## start

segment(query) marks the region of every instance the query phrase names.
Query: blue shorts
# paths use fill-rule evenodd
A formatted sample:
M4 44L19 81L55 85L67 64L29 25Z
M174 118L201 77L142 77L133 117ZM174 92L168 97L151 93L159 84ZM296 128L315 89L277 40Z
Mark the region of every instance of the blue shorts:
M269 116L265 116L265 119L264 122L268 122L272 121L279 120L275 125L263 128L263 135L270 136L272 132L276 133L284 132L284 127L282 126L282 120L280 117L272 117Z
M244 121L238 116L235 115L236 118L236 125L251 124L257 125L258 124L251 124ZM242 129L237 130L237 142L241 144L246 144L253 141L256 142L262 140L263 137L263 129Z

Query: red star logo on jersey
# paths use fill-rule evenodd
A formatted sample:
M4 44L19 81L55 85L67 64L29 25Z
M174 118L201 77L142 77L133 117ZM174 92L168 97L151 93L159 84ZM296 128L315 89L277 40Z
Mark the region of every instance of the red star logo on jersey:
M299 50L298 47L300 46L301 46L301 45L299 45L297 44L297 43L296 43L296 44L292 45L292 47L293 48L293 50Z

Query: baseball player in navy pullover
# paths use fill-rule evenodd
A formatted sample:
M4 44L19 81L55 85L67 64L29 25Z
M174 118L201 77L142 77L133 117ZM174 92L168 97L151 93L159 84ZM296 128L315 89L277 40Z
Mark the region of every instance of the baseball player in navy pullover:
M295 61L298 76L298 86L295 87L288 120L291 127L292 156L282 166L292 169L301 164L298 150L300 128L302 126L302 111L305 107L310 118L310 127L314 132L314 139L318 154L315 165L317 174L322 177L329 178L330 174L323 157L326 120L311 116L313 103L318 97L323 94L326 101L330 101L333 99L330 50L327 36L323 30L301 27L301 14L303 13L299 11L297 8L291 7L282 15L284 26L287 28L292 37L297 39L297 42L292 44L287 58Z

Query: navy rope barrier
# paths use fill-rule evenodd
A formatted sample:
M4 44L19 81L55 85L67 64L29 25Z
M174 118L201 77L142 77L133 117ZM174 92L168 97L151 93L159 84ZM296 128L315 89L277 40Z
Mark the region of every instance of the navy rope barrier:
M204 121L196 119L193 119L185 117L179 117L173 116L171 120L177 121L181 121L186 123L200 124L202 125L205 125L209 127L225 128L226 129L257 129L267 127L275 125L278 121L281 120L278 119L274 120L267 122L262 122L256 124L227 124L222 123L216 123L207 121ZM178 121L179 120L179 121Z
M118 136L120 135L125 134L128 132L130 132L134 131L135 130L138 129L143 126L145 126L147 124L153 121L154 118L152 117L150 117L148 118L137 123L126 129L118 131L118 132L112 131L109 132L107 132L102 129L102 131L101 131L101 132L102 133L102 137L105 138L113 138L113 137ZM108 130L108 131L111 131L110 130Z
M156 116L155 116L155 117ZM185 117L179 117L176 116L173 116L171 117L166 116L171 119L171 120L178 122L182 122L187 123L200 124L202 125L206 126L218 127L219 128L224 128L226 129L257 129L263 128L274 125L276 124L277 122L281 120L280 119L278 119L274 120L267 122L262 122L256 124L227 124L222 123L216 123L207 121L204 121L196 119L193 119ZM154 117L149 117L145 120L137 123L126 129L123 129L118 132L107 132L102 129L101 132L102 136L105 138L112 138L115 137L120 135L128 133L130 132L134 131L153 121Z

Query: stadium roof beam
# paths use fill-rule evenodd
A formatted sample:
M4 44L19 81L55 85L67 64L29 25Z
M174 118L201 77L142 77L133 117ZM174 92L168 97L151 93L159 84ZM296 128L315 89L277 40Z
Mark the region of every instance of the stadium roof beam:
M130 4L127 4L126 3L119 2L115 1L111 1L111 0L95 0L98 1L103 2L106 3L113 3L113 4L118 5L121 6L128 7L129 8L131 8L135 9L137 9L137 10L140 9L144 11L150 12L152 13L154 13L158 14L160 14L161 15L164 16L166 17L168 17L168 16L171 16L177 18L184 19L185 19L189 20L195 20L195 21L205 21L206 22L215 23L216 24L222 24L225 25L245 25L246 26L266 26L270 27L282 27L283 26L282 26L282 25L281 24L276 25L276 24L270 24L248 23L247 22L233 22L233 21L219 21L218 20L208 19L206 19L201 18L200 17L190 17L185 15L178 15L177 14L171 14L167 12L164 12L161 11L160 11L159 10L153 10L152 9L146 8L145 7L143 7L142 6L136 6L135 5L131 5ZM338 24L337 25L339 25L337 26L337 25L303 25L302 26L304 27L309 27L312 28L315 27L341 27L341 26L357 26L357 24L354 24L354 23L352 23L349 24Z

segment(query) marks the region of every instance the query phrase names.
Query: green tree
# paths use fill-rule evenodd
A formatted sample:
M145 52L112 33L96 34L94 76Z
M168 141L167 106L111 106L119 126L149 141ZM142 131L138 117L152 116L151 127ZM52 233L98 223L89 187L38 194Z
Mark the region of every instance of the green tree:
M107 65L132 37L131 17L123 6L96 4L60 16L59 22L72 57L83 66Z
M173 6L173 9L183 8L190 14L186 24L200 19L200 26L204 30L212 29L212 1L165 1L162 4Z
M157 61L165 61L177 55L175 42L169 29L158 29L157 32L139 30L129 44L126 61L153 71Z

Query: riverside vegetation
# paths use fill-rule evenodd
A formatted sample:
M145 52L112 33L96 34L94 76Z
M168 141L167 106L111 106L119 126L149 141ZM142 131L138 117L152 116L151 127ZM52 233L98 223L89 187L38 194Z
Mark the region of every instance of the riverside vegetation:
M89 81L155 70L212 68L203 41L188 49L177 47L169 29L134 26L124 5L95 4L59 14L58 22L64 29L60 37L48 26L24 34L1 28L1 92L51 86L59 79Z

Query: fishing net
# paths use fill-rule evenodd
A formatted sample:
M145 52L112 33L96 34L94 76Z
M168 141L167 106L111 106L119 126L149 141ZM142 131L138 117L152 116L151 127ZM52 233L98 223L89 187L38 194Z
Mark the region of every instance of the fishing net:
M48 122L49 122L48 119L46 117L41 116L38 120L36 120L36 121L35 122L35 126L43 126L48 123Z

## end
## start

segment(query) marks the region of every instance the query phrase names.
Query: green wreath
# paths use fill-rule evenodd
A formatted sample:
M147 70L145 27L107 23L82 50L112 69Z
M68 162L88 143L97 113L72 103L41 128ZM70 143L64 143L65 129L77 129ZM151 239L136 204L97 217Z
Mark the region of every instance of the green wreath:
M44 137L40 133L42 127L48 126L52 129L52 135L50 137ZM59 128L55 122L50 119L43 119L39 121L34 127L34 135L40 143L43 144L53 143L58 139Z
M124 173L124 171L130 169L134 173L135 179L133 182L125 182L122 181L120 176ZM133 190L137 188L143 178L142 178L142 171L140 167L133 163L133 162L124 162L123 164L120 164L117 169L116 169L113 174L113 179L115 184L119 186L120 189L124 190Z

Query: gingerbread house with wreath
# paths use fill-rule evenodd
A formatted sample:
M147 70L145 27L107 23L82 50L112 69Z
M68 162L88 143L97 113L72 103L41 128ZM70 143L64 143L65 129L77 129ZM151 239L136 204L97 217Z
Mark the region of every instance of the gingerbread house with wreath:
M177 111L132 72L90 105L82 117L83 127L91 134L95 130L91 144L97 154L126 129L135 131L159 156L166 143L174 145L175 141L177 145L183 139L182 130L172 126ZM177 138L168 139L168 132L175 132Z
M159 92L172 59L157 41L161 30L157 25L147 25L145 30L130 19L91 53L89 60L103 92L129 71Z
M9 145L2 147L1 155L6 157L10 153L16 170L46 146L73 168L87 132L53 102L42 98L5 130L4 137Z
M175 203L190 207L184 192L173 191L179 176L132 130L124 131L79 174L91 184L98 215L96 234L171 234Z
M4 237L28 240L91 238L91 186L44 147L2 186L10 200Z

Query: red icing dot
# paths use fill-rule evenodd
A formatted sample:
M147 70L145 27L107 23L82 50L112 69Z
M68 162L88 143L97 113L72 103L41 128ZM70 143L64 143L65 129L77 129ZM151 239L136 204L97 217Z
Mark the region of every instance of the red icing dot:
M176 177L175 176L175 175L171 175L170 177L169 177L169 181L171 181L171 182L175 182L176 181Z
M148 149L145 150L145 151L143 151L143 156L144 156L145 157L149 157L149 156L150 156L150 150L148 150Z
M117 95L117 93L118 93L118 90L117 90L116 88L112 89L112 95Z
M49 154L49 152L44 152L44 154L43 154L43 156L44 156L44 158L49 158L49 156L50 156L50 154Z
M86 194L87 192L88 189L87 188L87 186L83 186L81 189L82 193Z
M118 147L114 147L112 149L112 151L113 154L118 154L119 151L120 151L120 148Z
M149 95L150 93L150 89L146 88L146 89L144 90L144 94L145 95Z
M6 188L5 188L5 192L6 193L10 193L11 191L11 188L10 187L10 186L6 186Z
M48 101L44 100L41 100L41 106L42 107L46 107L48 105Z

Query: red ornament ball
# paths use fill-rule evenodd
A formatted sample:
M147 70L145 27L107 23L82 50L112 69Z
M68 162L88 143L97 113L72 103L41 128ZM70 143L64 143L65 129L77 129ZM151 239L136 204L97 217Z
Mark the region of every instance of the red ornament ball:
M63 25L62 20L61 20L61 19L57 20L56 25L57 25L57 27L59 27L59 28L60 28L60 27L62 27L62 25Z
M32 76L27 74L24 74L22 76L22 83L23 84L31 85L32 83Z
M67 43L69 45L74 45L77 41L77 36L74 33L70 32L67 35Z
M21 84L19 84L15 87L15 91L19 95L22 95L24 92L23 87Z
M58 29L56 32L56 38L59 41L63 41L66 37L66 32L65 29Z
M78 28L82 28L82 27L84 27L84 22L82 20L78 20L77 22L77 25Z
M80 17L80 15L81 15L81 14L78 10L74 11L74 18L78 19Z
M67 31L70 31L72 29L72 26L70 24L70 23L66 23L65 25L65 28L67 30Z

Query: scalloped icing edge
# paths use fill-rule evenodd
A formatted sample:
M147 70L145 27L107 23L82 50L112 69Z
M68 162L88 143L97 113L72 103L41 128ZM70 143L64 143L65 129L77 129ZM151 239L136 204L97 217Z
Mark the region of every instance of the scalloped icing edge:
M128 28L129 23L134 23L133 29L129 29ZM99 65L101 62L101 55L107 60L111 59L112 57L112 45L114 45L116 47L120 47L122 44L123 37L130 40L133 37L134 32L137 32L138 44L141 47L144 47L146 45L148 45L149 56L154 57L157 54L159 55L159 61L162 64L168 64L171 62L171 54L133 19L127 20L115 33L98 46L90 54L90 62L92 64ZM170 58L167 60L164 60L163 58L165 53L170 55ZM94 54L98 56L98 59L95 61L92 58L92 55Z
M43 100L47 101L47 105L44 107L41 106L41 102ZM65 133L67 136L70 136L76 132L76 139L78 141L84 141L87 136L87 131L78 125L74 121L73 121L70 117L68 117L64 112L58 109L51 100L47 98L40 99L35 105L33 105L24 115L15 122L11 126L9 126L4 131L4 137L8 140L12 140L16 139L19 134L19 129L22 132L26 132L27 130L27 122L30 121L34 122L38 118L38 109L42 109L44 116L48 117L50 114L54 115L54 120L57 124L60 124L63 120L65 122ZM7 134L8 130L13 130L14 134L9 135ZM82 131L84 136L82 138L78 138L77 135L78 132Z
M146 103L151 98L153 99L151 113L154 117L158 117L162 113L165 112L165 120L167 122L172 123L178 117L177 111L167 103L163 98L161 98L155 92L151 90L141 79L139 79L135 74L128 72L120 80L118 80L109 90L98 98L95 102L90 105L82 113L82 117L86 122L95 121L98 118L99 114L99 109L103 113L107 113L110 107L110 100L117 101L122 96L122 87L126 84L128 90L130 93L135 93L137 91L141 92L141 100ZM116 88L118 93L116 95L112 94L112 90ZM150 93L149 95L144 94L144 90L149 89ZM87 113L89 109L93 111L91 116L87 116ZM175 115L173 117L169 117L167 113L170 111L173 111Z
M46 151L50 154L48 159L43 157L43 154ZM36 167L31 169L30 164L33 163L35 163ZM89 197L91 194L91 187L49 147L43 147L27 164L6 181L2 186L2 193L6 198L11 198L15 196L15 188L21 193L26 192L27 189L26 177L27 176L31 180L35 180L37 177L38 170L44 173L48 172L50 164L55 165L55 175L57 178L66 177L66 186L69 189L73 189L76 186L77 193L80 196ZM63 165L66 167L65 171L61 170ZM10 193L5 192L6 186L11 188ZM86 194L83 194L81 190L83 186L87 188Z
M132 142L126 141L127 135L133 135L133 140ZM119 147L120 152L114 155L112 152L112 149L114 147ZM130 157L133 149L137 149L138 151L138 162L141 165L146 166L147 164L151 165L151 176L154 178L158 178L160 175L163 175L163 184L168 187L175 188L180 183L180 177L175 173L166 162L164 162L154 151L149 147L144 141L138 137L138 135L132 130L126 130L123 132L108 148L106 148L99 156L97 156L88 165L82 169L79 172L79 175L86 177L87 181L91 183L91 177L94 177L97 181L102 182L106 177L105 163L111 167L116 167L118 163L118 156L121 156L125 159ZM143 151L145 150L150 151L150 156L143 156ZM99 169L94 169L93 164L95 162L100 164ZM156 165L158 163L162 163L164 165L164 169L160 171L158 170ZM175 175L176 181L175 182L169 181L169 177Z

## end

Copy the lines of the listing from the one containing "Query: fishing net" to the one containing "M48 122L49 122L48", including both. Change "formatted" to "structured" and leave everything else as it is.

> [Solution to the problem]
Query: fishing net
# paths use fill-rule evenodd
A structured sample:
M145 52L112 33L96 34L94 76Z
M168 141L167 106L111 106L119 126L149 141ZM142 131L138 117L152 116L151 127ZM52 233L98 223L89 187L38 194Z
Mark the region of every instance of the fishing net:
M48 122L49 122L48 119L46 117L41 116L38 120L36 120L36 121L35 122L35 126L43 126L48 123Z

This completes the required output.